- [ARBEITSSCHRITTE]:
1. Fassen Sie den Textauszug in zwei Sätzen zusammen.
2. Führen Sie sämtliche Fragen auf, die im Textauszug gestellt werden.

- [DOKUMENT]:
○ ○ ○ ○ ○ ○ ○
Wie entscheiden wir denn jetzt, welche Version, oder welche zusätzliche Möglichkeit die richtige ist? Was bedeutet «richtig» oder «falsch» noch in diesem Zusammenhang? Und vor allem, wer kann entscheiden?

Die Antworten sind eigentlich einfach: Ich – als Übersetzer und Dolmetscher – entscheide. Was als Konsequenz bedeutet, dass die Maschine nicht entscheidet. Und ich entscheide aufgrund des Zusammenhangs und des Kontexts, welchen die Maschine generell nicht auswerten kann. Somit wird die Rollenverteilung klar aufgeschlüsselt: die Maschine schlägt vor, der Mensch entscheidet, ob der Vorschlag brauchbar ist oder ob weiteres Graben nach anderen Möglichkeiten notwendig ist.

So sind wir also von einem am Anfang sehr brauchbaren und nicht einfachen Beispiel mit gutem Ergebnis zu einem sehr einfachen Beispiel mit… nun ja, etwas weniger gutem Ergebnis gekommen. Was ist denn hier geschehen?

Was wir verstehen müssen, ist die Tatsache, dass mein erstes Beispiel über die Spanische Grippe zwar über einen komplexen Inhalt spricht, dies aber auf absolut lineare Weise tut und jede Doppeldeutigkeit vermieden wird. Das Ergebnis ist somit zwar nicht schön im literarischen Sinn, aber an sich sowohl korrekt als auch verständlich.

Meine anderen Beispiele hingegen sind nur augenscheinlich einfach, da sie einerseits sehr stark vom Zusammenhang abhängen (welcher eine KI nur bedingt einbezieht) und andererseits nicht nur Doppeldeutigkeiten, sondern eher Drei-, Vier oder Multideutigkeiten beinhalten. Diese Beispiele sind keine Ausnahmen, sondern eher die Regel; genau sie machen die Lebendigkeit, Flexibilität und Schönheit von Sprache aus.
○ ○ ○ ○ ○ ○ ○
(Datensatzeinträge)
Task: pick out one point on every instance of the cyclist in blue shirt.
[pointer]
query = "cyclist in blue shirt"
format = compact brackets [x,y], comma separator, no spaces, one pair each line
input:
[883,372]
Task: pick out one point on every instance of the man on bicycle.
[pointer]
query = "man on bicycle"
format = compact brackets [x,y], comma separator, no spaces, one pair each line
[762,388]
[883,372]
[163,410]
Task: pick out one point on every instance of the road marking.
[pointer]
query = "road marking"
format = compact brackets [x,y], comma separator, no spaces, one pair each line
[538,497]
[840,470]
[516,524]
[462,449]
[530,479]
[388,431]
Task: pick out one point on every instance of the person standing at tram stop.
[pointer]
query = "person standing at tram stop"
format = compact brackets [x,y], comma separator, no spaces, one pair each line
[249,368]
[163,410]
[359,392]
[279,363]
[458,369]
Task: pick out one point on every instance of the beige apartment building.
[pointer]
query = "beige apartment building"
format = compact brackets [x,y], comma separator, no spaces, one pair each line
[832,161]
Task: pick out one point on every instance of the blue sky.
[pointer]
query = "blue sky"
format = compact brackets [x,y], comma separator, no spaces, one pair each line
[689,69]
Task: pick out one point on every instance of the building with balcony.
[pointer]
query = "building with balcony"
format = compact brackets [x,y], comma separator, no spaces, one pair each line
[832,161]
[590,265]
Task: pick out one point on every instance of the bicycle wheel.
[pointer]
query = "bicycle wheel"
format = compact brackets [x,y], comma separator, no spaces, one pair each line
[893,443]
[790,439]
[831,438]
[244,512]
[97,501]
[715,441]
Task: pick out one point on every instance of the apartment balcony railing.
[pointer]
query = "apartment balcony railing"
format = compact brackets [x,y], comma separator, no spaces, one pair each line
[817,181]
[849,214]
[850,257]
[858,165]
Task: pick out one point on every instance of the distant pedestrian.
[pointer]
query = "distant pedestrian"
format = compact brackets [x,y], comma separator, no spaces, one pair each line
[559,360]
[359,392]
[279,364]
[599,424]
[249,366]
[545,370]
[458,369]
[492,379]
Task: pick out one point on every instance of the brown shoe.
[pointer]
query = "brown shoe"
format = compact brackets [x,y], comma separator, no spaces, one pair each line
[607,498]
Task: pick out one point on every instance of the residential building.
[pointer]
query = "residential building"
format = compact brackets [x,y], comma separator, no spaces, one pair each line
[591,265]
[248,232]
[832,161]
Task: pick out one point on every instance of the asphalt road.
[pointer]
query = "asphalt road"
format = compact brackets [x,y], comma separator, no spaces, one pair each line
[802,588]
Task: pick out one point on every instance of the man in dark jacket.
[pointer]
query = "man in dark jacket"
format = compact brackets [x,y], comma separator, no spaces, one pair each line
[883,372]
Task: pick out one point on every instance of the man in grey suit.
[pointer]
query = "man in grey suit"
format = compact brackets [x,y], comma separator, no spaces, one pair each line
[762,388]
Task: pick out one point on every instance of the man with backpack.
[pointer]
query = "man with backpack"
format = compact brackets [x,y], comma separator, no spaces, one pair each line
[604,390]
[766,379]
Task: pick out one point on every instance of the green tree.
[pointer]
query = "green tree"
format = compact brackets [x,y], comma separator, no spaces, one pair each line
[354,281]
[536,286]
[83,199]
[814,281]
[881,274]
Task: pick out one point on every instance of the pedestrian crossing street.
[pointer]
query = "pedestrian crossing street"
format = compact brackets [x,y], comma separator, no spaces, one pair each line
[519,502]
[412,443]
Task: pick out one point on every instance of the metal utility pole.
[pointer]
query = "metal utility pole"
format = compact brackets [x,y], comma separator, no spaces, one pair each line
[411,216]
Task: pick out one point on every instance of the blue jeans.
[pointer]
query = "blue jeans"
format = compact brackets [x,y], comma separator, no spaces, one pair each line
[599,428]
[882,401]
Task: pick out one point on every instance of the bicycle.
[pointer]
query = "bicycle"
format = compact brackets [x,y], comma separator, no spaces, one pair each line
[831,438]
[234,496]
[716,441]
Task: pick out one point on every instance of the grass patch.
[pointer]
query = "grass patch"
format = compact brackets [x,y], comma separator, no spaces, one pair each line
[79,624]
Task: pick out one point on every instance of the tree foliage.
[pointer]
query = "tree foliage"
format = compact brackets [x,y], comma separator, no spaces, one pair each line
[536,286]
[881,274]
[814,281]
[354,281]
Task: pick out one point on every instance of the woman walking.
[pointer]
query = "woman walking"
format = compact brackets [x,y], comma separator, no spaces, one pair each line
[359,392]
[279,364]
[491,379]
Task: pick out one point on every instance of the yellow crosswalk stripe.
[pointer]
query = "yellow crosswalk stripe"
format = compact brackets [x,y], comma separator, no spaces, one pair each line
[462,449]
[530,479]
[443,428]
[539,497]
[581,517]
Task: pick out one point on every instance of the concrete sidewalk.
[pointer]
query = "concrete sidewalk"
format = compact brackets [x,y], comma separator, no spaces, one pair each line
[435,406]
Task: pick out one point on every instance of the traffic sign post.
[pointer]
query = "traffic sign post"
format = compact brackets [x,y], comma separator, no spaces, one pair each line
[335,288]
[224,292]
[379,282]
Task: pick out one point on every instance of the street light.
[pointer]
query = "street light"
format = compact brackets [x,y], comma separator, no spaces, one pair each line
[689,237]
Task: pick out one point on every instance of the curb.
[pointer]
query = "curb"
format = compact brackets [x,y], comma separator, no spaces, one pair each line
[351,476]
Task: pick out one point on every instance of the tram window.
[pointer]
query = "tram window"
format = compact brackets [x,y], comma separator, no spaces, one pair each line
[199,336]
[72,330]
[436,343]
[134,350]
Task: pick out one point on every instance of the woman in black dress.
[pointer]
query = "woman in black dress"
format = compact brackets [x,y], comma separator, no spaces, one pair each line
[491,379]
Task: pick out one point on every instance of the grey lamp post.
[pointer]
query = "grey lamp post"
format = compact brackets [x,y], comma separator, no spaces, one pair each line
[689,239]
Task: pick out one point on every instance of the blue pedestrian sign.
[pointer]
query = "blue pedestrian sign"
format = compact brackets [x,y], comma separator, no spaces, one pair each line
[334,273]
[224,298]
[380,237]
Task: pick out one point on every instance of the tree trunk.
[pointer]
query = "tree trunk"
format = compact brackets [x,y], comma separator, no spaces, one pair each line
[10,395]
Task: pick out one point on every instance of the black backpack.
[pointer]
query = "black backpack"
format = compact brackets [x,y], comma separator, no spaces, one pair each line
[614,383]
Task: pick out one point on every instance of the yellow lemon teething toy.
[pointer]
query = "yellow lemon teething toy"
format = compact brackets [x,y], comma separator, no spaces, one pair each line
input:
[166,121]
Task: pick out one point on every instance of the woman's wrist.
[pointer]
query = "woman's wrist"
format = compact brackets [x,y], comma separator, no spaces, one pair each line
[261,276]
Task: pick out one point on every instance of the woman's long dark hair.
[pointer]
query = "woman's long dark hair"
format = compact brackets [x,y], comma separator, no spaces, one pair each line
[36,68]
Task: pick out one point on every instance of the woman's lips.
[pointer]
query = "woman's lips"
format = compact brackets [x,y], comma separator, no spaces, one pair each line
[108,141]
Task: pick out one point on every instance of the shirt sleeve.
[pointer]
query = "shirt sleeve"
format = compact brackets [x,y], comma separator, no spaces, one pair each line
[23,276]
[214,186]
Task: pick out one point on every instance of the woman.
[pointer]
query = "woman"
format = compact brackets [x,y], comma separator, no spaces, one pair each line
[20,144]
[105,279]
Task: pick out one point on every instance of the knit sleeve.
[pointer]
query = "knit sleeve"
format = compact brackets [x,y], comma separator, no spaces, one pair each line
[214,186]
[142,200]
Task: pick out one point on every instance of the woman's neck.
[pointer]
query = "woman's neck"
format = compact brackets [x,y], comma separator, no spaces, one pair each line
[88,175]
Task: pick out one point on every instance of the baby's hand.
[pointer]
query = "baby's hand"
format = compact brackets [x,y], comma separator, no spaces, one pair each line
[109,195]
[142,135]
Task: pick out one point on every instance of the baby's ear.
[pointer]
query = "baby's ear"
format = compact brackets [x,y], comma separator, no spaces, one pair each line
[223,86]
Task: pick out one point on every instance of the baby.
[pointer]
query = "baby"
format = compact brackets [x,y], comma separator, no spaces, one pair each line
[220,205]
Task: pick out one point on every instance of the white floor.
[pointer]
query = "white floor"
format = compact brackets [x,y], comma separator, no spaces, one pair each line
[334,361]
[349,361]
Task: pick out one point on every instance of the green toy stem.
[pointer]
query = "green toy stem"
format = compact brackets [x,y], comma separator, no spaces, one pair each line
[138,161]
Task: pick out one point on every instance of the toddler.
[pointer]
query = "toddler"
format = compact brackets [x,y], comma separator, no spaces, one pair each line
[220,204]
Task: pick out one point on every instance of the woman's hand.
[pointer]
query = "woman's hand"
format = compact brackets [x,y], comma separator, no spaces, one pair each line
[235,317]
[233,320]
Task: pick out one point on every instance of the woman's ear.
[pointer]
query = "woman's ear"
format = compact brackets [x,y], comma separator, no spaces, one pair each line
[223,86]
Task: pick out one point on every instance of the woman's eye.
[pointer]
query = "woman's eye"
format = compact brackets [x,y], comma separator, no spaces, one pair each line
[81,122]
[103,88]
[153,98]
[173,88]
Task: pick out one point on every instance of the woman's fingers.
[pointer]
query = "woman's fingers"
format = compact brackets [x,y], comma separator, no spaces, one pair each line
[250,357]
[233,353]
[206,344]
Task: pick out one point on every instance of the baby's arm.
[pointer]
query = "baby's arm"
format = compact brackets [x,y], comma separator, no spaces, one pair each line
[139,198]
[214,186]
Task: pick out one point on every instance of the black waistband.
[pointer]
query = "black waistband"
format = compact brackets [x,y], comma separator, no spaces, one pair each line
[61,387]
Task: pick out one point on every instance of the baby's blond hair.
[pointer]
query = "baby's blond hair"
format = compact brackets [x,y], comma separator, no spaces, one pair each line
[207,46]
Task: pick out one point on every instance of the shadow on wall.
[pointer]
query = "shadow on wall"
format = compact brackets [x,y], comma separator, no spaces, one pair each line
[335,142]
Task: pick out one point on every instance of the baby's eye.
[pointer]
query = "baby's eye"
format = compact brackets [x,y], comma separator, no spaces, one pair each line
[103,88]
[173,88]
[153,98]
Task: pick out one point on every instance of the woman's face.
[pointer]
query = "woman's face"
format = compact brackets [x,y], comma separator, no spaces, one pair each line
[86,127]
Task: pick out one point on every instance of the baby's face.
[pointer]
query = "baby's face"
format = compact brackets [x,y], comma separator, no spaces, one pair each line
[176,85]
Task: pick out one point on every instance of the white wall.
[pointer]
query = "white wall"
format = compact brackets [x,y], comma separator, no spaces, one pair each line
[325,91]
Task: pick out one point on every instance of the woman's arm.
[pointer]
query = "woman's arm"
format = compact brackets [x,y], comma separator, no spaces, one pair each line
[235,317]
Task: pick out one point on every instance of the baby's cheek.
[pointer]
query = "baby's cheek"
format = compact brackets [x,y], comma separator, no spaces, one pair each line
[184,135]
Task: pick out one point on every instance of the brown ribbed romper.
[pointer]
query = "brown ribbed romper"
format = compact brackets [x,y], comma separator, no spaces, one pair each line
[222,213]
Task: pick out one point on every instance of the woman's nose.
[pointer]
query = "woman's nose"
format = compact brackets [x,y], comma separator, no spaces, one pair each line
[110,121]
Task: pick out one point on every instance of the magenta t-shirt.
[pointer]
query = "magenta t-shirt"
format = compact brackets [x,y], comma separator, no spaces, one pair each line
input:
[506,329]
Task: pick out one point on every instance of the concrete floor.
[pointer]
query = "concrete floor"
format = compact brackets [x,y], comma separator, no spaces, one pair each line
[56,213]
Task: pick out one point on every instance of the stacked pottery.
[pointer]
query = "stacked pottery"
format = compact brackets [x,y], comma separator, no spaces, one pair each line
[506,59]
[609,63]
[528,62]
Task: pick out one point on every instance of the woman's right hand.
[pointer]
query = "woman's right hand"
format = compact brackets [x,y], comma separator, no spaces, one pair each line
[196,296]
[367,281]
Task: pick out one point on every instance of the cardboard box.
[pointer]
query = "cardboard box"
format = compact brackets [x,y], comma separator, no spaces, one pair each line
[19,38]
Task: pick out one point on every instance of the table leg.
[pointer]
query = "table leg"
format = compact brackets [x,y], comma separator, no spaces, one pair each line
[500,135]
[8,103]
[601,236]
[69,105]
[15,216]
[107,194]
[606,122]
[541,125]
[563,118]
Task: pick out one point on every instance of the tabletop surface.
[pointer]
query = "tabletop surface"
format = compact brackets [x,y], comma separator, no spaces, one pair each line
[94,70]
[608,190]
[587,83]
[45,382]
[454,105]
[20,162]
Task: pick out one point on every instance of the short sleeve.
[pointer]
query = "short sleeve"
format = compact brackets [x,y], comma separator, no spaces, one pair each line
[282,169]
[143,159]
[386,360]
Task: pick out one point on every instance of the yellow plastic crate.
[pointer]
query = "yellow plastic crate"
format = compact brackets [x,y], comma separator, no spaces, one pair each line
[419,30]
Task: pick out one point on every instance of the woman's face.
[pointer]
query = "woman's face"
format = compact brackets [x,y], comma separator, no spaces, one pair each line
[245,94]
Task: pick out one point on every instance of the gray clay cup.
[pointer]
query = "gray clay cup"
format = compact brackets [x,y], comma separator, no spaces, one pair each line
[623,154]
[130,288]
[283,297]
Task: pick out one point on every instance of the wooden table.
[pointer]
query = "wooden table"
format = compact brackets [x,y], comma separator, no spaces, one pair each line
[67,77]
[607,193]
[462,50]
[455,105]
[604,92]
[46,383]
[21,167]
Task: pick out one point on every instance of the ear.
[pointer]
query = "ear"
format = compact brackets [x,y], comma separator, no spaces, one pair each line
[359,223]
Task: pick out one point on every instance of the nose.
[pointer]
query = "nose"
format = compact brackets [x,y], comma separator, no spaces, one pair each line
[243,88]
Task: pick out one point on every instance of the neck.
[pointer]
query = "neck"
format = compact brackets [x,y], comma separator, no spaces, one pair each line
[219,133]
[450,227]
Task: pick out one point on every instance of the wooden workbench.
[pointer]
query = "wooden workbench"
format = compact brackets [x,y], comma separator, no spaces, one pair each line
○ ○ ○ ○ ○ ○ ○
- [ERGEBNISSE]:
1. Nicht die Maschine, sondern der Mensch entscheidet anhand des Zusammenhangs, welche Version richtig ist, da die Maschine den Kontext generell nicht auswerten kann und daher nur Vorschläge macht. Das Beispiel über die Spanische Grippe liefert ein korrektes und verständliches Ergebnis, weil es linear und ohne Doppeldeutigkeit formuliert ist, während die nur augenscheinlich einfachen Beispiele stark vom Zusammenhang abhängen und Mehrdeutigkeiten enthalten, die eher die Regel als die Ausnahme sind.

2.
- Wie entscheiden wir denn jetzt, welche Version, oder welche zusätzliche Möglichkeit die richtige ist?
- Was bedeutet «richtig» oder «falsch» noch in diesem Zusammenhang?
- Und vor allem, wer kann entscheiden?
- Was ist denn hier geschehen?